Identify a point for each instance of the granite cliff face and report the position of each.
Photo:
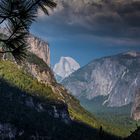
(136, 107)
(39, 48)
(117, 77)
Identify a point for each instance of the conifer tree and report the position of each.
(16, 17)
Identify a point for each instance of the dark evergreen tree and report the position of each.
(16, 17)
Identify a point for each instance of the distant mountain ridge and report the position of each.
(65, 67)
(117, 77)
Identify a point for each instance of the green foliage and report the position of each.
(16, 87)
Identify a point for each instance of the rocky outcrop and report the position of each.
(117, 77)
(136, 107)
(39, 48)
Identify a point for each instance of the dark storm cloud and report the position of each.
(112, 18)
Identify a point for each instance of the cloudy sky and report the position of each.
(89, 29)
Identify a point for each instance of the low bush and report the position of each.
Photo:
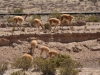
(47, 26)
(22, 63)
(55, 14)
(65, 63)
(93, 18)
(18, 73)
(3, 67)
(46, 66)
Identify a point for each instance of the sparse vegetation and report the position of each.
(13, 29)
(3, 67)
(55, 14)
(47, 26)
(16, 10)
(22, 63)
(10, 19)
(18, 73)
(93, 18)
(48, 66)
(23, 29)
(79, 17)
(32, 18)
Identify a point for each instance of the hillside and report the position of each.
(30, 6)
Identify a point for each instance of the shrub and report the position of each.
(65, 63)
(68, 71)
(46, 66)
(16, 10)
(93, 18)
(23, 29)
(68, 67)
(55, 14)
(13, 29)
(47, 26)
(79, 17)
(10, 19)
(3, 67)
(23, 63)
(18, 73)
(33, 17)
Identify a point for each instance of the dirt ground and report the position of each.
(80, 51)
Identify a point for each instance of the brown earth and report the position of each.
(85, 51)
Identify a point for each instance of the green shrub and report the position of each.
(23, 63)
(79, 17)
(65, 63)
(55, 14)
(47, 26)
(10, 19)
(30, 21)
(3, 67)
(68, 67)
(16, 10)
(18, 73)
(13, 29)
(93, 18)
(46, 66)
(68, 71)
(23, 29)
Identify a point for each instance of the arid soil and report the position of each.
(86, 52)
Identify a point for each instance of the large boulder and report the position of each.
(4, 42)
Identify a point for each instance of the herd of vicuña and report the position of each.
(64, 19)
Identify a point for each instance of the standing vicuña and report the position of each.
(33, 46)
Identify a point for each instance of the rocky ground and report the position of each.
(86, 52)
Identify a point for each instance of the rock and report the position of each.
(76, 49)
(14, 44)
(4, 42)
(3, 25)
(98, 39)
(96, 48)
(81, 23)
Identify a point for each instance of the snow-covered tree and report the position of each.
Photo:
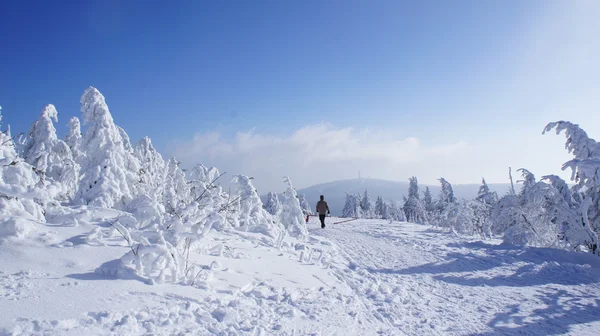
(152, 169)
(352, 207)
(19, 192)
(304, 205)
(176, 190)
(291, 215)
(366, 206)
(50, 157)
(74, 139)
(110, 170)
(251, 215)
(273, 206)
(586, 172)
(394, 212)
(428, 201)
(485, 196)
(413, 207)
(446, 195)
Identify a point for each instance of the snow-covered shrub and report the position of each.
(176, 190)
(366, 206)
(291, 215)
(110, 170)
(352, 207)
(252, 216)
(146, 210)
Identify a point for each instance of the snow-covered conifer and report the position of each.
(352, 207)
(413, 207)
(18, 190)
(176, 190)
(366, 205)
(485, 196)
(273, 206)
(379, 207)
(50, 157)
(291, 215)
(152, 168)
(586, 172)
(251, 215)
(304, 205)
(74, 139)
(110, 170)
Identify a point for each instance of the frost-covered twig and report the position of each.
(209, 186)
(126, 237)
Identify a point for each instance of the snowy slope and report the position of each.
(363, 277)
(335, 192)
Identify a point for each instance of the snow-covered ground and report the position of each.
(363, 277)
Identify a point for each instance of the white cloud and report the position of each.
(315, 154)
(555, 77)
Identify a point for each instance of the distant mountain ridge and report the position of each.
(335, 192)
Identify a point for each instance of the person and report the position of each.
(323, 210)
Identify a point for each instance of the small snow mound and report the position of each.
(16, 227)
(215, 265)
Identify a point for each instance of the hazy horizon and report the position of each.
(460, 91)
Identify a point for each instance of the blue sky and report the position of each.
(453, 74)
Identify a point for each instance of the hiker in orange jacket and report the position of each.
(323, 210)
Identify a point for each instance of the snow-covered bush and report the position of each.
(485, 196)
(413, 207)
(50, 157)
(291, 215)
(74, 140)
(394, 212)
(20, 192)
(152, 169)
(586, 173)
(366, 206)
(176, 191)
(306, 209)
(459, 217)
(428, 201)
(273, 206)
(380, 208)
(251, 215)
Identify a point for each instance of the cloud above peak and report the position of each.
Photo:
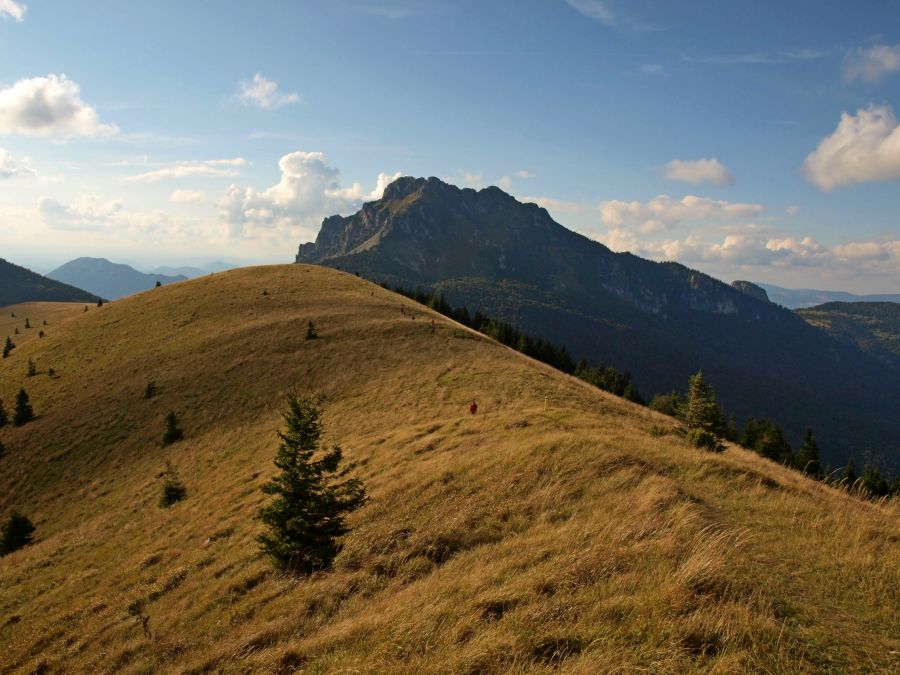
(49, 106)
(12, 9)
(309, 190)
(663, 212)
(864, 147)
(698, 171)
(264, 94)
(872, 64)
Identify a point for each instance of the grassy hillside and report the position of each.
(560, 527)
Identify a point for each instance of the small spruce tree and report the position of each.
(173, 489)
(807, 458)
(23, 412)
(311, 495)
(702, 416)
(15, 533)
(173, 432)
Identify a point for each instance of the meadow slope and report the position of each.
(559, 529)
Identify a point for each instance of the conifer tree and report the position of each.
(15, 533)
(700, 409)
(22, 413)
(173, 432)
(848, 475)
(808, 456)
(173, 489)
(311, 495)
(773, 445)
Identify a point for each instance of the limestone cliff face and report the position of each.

━━━

__Problem statement__.
Copy the records exactly. Skip the pictures.

__Written solution__.
Identify a point for each instance of the granite cliff face and report the position of each.
Photo:
(136, 107)
(39, 48)
(117, 77)
Identify a point for each instance of the conifer tree and report the position of each.
(16, 17)
Identify a point for each instance of the dark evergreen tree and report the position of each.
(16, 17)
Identify a point for each instance of the distant mountain ridge and report the position of each.
(65, 67)
(117, 77)
Identify a point for each instance of the green foliage and report the position of each.
(16, 87)
Identify a point for each instance of the rocky outcrop and report the position of each.
(117, 77)
(136, 107)
(39, 48)
Identify a point for each instance of the dark storm cloud and report the position of each.
(112, 18)
Identify a point for each instance of the cloudy sky and report the position of each.
(89, 29)
Identify a point for each instance of the low bush and report the position of each.
Photo:
(47, 26)
(22, 63)
(55, 14)
(65, 63)
(93, 18)
(18, 73)
(3, 67)
(46, 66)
Identify a point for each instance of the sparse vegetation and report the position of each.
(13, 29)
(3, 67)
(55, 14)
(47, 26)
(16, 10)
(22, 63)
(10, 19)
(18, 73)
(93, 18)
(48, 66)
(23, 29)
(79, 17)
(32, 18)
Identify a point for each instance of the hillside and report the position of each.
(30, 6)
Identify a point for each instance of the shrub and report the position of each.
(65, 63)
(68, 71)
(46, 66)
(16, 10)
(93, 18)
(23, 29)
(68, 67)
(55, 14)
(13, 29)
(47, 26)
(79, 17)
(10, 19)
(3, 67)
(23, 63)
(18, 73)
(33, 17)
Identify a point for each instance of the dirt ground and report the position of each.
(80, 51)
Identify a point for each instance of the brown earth and report the position of each.
(85, 51)
Identify a point for each instance of the green shrub and report the position of each.
(23, 63)
(79, 17)
(65, 63)
(55, 14)
(47, 26)
(10, 19)
(30, 21)
(3, 67)
(68, 67)
(16, 10)
(18, 73)
(13, 29)
(93, 18)
(46, 66)
(68, 71)
(23, 29)
Identify a point for each instance of the arid soil and report the position of each.
(86, 52)
Identify a point for each instance of the large boulder and report the position of each.
(4, 42)
Identify a point for each instance of the herd of vicuña and report the position of each.
(64, 19)
Identify a point for each instance of the standing vicuña and report the position of each.
(33, 46)
Identify a point for each instance of the rocky ground and report the position of each.
(86, 52)
Identify a point for each instance of the rock and report the position of each.
(76, 49)
(14, 44)
(4, 42)
(3, 25)
(98, 39)
(96, 48)
(81, 23)
Identify a point for each instance of the snow-covered tree and report the position of each.
Photo:
(152, 169)
(352, 207)
(19, 192)
(304, 205)
(176, 190)
(291, 215)
(366, 206)
(50, 157)
(74, 139)
(110, 170)
(251, 215)
(273, 206)
(586, 172)
(394, 212)
(428, 201)
(485, 196)
(413, 207)
(446, 195)
Identify a point for each instance of the snow-covered shrub and report the position of each.
(176, 190)
(366, 206)
(291, 215)
(110, 170)
(352, 207)
(252, 216)
(146, 210)
Identify a point for each instance of the snow-covered conifer and report the position of each.
(352, 207)
(413, 207)
(18, 190)
(176, 190)
(366, 205)
(485, 196)
(273, 206)
(379, 207)
(50, 157)
(291, 215)
(152, 168)
(586, 172)
(251, 215)
(304, 205)
(74, 139)
(110, 170)
Identify a point for each instance of the frost-covered twig and report the position of each.
(209, 186)
(126, 237)
Identify a point for each instance of the snowy slope and report the position of each.
(363, 277)
(335, 192)
Identify a point for each instance of the snow-covered ground and report the position of each.
(363, 277)
Identify a point for each instance of the white cloud and report the position of each.
(315, 154)
(555, 77)
Identify a point for each instance of the distant mountain ridge and report the position of each.
(335, 192)
Identify a point for each instance of the person and report the position of each.
(323, 210)
Identify a point for each instance of the small snow mound and report the position of each.
(16, 227)
(215, 265)
Identify a point for each instance of the hazy horizon and report the position of each.
(460, 91)
Identify a point for each instance of the blue sky and report the position of each.
(453, 74)
Identify a point for each instance of the hiker in orange jacket and report the position of each.
(323, 210)
Identify a point for each instance of the snow-covered bush and report the position of each.
(485, 196)
(413, 207)
(50, 157)
(291, 215)
(74, 140)
(394, 212)
(20, 192)
(152, 169)
(586, 173)
(366, 206)
(176, 191)
(306, 209)
(459, 217)
(428, 201)
(273, 206)
(380, 208)
(251, 215)
Identify a point for each instance of the cloud above peak and report the position of each.
Photo:
(49, 106)
(12, 9)
(309, 190)
(663, 212)
(864, 147)
(698, 171)
(264, 94)
(872, 64)
Identify a point for each instance of the grassy hillside and report the position of each.
(560, 527)
Identify a point for each instance of the small spruce tree and report the position of each.
(173, 489)
(807, 458)
(23, 412)
(311, 495)
(702, 416)
(15, 533)
(173, 432)
Identify a point for each instance of the meadow slope and report the position of each.
(559, 529)
Identify a point for each instance of the conifer tree and report the position of each.
(15, 533)
(700, 409)
(22, 413)
(173, 432)
(848, 475)
(808, 456)
(173, 489)
(311, 495)
(773, 445)
Identify a point for each instance of the limestone cliff face and report the position of each.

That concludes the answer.